-- STATED GOAL --
Please retype all of the data below, character for character, with nothing changed.

-- DATA --
───
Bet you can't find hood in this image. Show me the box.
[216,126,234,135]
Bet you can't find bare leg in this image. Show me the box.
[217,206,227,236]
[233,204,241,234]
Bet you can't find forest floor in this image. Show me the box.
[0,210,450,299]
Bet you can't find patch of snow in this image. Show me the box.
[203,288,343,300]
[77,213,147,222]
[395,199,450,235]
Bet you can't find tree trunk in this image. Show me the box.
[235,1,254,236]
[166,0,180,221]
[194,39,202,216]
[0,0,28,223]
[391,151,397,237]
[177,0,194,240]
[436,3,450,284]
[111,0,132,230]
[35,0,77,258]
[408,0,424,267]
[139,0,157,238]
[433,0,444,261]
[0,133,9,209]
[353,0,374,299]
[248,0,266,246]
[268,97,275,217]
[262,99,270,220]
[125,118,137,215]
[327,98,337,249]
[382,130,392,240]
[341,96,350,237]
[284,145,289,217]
───
-- EXPECTED ANSWER --
Bet you can't find hood in this image. Show me the box.
[216,126,234,135]
Bet you can't find bare leg in this image. Show me the box.
[217,206,227,236]
[233,204,241,234]
Bet you can't find forest floor in this image. Show me the box.
[0,210,450,299]
Bet you can't find patch of snow in this image. Show me the box.
[203,288,343,300]
[77,213,147,222]
[395,199,450,235]
Bet you can't find tree trunk in this image. Show me the box.
[235,1,254,236]
[166,0,180,221]
[194,39,202,216]
[0,0,28,223]
[391,151,397,237]
[177,0,194,240]
[436,3,450,284]
[111,0,132,230]
[35,0,77,258]
[408,0,424,267]
[139,0,157,238]
[433,0,444,261]
[0,133,9,209]
[353,0,374,299]
[248,0,266,246]
[268,97,275,217]
[262,99,270,220]
[125,118,137,215]
[327,98,337,249]
[382,130,392,240]
[341,96,350,237]
[284,145,289,217]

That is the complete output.